*** Data excerpts
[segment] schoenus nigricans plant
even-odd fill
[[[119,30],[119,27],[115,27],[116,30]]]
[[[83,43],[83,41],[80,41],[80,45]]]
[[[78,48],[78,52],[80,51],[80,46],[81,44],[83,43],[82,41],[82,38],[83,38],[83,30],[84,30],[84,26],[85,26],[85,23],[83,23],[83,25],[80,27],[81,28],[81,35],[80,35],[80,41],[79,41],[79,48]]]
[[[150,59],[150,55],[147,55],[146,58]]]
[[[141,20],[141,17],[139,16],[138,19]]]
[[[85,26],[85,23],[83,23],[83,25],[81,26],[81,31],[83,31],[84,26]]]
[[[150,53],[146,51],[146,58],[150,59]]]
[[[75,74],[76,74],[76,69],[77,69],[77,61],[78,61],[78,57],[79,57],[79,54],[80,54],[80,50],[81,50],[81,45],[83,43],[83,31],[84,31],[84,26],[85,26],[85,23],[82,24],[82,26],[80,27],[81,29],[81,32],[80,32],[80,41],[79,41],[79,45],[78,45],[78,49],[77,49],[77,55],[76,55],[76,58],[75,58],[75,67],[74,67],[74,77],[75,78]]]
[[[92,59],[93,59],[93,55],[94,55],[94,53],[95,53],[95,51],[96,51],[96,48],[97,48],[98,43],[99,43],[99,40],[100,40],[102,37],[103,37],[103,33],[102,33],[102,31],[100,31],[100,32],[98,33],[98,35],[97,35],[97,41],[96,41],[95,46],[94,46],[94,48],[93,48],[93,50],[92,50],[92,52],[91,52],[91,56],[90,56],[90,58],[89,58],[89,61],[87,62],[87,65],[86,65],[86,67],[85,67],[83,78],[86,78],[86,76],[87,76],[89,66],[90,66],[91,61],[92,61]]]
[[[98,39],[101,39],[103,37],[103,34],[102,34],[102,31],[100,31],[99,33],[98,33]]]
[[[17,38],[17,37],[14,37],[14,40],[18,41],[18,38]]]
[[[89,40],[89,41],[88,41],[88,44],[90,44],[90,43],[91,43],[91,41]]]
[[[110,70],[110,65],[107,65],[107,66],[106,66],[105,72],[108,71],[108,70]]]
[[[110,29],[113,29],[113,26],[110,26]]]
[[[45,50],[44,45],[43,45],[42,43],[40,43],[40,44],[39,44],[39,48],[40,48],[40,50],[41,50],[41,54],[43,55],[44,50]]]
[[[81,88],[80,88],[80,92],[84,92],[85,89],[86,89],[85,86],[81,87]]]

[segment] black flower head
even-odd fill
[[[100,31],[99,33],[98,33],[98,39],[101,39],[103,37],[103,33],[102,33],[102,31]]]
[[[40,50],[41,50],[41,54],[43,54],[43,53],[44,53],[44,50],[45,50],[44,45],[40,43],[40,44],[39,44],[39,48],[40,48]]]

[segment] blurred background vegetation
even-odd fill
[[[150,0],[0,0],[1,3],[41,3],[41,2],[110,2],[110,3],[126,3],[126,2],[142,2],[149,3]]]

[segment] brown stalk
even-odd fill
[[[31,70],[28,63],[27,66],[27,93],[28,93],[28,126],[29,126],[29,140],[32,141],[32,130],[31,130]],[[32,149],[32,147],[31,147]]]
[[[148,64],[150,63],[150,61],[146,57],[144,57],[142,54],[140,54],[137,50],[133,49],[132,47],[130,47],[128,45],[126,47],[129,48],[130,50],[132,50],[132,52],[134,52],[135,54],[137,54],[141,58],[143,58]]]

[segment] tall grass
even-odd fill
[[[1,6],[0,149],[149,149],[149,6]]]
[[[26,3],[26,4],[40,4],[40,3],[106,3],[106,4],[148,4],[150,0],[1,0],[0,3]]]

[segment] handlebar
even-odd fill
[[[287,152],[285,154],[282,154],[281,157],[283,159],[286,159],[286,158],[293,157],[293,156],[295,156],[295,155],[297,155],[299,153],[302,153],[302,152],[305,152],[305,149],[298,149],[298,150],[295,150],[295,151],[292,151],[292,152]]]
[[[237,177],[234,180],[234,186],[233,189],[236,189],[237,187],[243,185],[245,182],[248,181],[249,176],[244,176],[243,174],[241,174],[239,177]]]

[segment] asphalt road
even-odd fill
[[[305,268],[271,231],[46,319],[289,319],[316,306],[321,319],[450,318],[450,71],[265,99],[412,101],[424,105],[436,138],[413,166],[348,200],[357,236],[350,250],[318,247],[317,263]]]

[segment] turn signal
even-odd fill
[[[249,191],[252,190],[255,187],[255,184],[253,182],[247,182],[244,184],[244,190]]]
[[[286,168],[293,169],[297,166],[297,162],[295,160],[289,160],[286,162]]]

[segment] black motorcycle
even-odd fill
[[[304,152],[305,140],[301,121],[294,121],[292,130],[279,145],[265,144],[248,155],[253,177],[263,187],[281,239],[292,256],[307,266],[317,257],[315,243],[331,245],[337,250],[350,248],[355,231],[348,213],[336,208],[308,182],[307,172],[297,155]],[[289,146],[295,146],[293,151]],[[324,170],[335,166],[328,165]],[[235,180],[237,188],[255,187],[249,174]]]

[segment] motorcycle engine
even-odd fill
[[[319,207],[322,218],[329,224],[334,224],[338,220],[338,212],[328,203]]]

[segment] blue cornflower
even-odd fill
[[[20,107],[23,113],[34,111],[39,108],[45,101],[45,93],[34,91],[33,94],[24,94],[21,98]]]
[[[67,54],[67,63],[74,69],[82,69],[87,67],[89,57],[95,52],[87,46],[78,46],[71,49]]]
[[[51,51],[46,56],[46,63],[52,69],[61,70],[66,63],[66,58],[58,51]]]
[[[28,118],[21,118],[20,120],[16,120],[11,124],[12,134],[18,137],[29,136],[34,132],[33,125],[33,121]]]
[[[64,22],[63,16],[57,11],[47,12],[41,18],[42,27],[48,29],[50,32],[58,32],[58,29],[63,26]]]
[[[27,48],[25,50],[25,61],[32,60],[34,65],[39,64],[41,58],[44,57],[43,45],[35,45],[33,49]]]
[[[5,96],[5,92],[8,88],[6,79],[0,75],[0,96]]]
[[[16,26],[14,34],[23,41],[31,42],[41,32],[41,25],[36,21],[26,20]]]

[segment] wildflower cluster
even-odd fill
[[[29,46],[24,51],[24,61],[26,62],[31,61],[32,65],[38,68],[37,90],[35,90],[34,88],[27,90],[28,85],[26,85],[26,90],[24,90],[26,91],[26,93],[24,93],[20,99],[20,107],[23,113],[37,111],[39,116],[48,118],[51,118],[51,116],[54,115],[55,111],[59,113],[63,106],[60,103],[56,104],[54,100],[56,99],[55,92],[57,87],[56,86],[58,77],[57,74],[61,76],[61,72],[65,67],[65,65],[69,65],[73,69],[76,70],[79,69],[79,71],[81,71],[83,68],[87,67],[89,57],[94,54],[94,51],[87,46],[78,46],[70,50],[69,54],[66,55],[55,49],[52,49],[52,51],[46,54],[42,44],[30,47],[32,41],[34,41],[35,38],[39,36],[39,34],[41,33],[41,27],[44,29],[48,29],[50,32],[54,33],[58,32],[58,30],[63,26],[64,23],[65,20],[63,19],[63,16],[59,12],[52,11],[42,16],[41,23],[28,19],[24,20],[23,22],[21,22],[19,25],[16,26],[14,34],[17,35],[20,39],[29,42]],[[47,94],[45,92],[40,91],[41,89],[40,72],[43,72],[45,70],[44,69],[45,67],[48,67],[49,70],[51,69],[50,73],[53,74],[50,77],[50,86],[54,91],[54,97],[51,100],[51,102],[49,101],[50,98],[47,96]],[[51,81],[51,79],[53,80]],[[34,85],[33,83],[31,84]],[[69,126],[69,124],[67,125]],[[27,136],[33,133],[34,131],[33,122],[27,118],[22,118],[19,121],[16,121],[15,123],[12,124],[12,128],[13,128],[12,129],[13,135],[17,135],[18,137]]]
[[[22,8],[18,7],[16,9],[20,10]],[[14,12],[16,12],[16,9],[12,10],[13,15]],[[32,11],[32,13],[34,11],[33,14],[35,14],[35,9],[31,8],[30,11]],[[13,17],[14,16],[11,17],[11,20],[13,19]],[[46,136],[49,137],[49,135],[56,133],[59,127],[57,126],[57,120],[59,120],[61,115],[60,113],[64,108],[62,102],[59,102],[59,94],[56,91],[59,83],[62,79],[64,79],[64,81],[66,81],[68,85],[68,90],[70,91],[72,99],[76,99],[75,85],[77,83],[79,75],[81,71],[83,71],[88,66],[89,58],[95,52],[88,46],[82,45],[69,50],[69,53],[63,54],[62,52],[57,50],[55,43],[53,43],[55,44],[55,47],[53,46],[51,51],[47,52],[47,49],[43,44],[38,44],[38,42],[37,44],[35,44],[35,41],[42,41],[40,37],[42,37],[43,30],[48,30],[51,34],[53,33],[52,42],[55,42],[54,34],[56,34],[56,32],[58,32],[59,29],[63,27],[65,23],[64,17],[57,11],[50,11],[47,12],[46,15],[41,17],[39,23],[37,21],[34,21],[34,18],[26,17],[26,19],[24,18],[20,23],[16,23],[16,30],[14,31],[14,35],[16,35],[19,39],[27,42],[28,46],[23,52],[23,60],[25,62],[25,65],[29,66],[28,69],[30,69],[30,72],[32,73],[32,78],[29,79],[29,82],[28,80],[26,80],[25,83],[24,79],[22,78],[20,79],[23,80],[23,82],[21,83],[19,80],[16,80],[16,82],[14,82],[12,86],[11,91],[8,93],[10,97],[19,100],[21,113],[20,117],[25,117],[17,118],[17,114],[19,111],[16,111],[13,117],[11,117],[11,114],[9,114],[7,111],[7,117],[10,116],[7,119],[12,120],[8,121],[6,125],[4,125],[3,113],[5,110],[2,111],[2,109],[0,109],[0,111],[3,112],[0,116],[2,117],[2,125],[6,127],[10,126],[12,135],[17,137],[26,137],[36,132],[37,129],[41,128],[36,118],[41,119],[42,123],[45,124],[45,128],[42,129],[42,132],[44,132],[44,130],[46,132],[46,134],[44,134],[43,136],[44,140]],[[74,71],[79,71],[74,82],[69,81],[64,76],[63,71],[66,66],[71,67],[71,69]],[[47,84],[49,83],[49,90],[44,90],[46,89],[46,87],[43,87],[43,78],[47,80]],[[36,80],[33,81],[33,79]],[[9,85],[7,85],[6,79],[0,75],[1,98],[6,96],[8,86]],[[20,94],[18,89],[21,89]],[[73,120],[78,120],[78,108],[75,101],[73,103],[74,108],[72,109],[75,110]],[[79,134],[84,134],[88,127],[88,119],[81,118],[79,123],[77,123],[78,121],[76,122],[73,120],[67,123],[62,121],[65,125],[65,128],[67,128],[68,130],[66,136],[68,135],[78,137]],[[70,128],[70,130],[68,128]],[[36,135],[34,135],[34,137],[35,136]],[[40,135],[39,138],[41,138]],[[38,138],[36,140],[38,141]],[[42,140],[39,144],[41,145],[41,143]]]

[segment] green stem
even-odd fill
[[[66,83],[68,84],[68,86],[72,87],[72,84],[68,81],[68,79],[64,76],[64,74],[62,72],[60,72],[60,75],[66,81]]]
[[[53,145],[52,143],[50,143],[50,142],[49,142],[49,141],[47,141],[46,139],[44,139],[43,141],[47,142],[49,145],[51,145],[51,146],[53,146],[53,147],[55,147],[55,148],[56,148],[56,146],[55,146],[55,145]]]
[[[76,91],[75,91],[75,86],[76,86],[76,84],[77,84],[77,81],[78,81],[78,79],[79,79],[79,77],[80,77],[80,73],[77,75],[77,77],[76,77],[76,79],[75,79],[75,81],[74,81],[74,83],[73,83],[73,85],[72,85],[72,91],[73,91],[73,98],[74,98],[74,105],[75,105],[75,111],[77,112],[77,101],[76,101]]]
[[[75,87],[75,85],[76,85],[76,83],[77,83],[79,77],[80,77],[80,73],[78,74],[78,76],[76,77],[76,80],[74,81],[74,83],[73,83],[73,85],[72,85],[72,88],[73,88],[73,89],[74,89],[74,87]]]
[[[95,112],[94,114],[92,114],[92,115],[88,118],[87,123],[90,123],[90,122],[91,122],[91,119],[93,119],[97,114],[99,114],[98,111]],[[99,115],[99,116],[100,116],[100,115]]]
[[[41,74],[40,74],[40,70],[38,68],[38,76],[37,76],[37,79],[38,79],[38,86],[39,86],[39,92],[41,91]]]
******
* **Assignment**:
In the material above, find the line containing "[segment] blue cornflower" and the line containing "[segment] wildflower cluster", then write out exactly those two lines and every line between them, and nothing more.

* **Response area**:
[segment] blue cornflower
even-odd fill
[[[20,107],[23,113],[34,111],[39,108],[45,101],[45,93],[34,91],[33,94],[24,94],[21,98]]]
[[[67,54],[67,63],[74,69],[82,69],[87,67],[89,57],[95,52],[87,46],[78,46],[71,49]]]
[[[51,51],[46,56],[46,63],[52,69],[61,70],[66,63],[66,58],[58,51]]]
[[[28,118],[21,118],[20,120],[16,120],[11,124],[12,134],[18,137],[29,136],[34,132],[33,125],[33,121]]]
[[[64,22],[63,16],[57,11],[47,12],[41,18],[42,27],[48,29],[50,32],[58,32],[58,29],[63,26]]]
[[[27,48],[25,50],[25,61],[32,60],[34,65],[39,64],[41,58],[44,57],[43,45],[35,45],[33,49]]]
[[[5,96],[5,92],[8,88],[6,79],[0,75],[0,96]]]
[[[16,26],[14,34],[23,41],[31,42],[41,32],[41,25],[36,21],[26,20]]]

[segment] wildflower cluster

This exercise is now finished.